- [Exercise goal] From the records, copy out each line that contains the word "with".

- [Task material]

☆ ☆ ☆

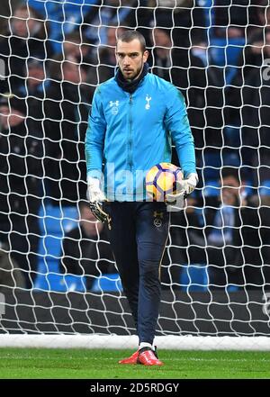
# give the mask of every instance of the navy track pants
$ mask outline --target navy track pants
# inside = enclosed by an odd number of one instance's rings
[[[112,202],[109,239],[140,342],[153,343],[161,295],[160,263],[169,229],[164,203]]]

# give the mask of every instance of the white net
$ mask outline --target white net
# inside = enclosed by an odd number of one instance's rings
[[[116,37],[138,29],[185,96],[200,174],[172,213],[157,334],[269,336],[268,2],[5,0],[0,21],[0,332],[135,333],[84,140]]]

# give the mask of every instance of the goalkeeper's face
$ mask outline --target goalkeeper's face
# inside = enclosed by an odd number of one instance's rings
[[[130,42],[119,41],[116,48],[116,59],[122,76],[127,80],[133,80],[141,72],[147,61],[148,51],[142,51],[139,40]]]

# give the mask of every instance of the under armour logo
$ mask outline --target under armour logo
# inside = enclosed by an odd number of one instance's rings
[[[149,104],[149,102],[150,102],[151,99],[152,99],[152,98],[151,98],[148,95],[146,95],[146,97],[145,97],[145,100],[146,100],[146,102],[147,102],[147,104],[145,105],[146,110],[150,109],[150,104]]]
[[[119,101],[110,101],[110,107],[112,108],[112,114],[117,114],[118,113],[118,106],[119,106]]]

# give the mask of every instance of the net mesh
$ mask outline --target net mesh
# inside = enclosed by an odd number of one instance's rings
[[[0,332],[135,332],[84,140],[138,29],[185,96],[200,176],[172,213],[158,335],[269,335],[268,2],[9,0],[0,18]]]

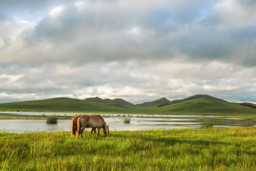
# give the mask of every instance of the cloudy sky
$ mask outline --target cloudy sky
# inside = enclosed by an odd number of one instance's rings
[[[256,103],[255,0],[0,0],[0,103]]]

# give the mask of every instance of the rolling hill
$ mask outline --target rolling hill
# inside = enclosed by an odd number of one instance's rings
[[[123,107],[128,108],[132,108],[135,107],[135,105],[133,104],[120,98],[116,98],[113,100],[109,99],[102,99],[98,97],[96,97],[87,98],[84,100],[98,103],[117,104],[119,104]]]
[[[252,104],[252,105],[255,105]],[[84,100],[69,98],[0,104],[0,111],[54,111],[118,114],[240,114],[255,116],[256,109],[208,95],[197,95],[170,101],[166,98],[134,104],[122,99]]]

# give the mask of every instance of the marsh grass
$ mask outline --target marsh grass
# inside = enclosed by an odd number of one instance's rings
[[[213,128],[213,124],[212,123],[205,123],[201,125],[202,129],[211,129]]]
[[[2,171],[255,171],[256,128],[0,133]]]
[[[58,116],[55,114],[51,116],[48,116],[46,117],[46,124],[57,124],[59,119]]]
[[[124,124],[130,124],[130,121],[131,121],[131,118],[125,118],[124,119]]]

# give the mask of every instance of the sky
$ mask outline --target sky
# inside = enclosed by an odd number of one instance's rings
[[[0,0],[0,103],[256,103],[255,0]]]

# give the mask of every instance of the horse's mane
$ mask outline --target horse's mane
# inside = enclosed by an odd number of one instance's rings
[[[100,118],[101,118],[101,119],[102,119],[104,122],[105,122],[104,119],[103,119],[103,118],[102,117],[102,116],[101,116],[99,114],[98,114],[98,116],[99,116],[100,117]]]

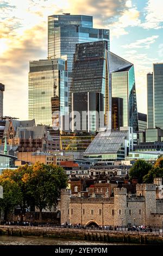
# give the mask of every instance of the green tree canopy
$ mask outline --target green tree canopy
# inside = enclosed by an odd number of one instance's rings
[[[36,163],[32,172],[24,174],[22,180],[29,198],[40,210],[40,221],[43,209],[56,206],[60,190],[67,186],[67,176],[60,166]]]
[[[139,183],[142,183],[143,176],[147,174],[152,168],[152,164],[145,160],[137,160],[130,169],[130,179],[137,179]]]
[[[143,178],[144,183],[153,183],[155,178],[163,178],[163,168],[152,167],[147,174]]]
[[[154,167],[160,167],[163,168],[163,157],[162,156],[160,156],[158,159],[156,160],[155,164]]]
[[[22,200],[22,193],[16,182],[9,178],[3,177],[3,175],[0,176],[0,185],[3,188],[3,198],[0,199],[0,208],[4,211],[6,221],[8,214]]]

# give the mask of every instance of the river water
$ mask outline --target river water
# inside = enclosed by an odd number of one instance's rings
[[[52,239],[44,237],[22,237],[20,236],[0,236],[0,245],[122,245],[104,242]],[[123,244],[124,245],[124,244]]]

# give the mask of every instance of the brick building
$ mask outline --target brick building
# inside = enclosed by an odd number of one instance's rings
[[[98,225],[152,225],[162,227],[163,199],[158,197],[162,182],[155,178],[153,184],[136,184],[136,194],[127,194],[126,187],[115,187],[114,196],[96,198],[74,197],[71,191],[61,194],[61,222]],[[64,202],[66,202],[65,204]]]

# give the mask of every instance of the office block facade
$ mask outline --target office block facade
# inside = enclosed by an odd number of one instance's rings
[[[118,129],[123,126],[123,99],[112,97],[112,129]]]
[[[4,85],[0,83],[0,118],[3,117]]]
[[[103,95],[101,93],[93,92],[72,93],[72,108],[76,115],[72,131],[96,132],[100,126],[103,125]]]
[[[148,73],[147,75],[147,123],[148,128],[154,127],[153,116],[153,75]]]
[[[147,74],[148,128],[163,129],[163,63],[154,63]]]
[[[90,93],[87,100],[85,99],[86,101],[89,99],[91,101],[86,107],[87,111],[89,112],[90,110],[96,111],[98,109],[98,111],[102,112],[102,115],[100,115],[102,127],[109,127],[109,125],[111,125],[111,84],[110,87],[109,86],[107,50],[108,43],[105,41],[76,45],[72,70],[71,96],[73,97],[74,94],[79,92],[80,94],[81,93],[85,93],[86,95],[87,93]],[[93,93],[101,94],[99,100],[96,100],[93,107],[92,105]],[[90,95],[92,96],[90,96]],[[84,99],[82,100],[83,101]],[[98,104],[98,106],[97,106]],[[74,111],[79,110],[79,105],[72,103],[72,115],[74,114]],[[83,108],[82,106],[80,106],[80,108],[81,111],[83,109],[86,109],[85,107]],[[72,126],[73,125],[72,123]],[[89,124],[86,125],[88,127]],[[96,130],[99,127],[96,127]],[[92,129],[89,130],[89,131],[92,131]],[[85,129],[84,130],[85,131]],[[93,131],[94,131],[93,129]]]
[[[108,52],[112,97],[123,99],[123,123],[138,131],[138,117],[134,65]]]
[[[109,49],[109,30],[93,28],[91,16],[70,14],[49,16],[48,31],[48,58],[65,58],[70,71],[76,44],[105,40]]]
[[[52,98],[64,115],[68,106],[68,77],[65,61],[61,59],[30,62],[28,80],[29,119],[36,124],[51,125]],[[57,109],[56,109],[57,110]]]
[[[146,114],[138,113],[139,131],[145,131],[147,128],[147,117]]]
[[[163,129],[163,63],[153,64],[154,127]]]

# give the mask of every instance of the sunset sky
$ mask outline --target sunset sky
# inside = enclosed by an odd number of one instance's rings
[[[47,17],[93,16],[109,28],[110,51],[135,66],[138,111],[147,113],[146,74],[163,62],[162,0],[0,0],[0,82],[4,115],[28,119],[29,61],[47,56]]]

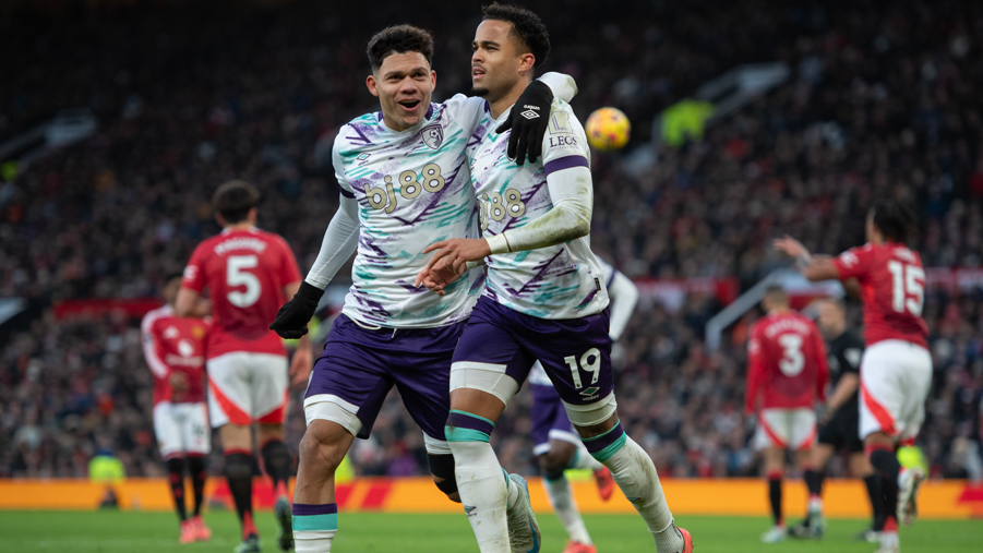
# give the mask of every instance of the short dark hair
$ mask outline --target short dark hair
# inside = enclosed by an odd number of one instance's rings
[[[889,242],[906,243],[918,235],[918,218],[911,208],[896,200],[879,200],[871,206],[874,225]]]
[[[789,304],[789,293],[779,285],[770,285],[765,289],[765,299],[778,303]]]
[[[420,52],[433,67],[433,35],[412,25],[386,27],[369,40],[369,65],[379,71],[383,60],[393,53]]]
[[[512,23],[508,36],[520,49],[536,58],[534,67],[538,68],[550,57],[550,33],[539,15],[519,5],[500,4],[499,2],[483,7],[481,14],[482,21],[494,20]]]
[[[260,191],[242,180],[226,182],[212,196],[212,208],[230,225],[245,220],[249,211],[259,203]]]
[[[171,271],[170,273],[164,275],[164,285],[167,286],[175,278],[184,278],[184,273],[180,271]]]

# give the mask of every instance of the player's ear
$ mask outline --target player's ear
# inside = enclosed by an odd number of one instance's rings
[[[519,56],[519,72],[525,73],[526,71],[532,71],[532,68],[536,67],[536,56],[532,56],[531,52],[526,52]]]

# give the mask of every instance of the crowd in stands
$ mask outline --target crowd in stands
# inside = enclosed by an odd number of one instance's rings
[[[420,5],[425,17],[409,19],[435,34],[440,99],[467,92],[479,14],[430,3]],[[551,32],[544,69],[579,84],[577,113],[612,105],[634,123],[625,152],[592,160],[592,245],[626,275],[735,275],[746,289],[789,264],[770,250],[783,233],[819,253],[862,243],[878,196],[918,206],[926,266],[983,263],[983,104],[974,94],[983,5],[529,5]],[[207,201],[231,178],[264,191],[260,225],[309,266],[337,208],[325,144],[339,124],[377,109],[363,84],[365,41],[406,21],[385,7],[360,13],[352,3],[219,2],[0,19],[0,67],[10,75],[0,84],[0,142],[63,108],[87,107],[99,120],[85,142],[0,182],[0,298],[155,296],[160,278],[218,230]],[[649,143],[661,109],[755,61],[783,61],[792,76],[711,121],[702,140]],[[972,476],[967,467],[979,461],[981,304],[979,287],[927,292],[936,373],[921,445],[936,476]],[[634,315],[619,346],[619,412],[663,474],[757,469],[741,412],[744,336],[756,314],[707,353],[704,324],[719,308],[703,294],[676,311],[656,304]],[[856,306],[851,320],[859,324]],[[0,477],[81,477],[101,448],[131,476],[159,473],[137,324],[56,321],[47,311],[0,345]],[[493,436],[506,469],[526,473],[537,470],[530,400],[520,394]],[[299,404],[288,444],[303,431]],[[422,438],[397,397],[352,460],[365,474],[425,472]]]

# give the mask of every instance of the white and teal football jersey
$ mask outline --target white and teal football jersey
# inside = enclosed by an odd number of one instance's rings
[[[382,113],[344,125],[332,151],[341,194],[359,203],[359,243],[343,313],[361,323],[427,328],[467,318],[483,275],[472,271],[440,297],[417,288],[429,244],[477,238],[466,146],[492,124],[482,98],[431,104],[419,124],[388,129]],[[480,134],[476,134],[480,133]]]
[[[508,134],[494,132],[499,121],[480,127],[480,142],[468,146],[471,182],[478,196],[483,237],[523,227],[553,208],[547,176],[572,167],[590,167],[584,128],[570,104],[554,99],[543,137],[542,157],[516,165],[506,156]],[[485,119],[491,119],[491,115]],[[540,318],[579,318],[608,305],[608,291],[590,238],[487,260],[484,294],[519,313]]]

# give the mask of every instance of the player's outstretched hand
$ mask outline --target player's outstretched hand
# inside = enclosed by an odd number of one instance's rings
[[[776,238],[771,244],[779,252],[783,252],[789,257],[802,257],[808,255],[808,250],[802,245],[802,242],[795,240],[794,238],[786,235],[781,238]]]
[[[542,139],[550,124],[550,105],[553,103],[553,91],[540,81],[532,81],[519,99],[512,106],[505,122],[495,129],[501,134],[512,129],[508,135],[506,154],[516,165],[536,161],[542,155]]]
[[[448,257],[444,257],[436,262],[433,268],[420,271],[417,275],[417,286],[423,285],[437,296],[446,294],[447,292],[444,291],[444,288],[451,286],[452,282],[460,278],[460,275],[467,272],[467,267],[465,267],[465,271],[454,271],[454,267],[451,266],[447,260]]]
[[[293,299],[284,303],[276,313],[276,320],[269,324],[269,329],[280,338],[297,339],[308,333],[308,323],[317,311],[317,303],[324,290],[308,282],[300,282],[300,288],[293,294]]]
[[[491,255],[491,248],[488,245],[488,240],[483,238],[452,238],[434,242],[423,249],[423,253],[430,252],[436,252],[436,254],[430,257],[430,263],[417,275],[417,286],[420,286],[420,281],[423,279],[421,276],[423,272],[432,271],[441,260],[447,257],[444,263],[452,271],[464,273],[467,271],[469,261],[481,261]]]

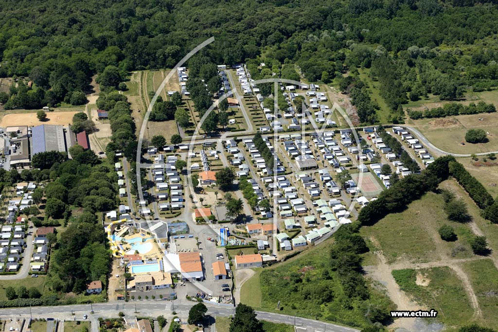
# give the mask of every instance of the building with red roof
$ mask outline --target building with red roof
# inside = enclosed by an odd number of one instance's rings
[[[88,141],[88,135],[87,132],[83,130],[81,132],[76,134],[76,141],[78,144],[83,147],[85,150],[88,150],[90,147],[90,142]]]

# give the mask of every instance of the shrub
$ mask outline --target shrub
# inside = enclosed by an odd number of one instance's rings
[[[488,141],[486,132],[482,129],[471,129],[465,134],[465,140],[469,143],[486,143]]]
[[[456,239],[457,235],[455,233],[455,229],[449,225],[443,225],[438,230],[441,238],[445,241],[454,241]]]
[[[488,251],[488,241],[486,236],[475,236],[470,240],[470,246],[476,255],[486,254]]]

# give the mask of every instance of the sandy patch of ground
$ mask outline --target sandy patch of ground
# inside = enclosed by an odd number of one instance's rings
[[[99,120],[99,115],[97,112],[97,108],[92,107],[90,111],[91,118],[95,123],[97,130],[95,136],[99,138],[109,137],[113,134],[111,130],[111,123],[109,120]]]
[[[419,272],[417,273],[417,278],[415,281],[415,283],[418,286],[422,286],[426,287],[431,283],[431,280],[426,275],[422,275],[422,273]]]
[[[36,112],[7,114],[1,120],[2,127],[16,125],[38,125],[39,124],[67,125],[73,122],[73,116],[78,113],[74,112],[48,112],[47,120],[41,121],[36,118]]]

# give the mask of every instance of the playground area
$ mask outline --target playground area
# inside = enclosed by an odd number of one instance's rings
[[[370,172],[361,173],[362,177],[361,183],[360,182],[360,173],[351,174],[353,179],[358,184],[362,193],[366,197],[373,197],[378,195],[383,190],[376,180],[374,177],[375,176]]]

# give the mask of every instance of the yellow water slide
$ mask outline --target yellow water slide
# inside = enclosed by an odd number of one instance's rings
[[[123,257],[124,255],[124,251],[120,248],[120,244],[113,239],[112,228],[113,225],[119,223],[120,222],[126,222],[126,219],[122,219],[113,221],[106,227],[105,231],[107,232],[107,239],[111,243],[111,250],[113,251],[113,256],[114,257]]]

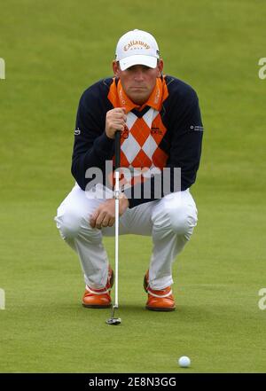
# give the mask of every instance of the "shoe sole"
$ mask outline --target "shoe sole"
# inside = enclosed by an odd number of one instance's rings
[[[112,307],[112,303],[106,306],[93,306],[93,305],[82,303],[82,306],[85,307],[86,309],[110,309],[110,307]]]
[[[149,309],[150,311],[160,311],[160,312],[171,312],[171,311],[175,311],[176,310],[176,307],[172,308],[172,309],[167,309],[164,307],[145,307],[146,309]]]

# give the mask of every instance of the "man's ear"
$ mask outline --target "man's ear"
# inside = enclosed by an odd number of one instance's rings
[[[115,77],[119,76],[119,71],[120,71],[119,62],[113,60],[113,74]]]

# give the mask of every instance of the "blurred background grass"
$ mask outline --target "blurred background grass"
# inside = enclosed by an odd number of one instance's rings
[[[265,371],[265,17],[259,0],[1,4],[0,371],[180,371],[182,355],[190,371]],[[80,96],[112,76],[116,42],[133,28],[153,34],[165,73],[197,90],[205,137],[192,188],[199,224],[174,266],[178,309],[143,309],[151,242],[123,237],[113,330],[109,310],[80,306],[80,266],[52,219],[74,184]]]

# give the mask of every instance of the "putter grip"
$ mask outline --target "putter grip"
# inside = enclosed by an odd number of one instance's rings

☆ ☆ ☆

- [Finished task]
# give the mask of every instance of the building with red roof
$ mask outline --target building with red roof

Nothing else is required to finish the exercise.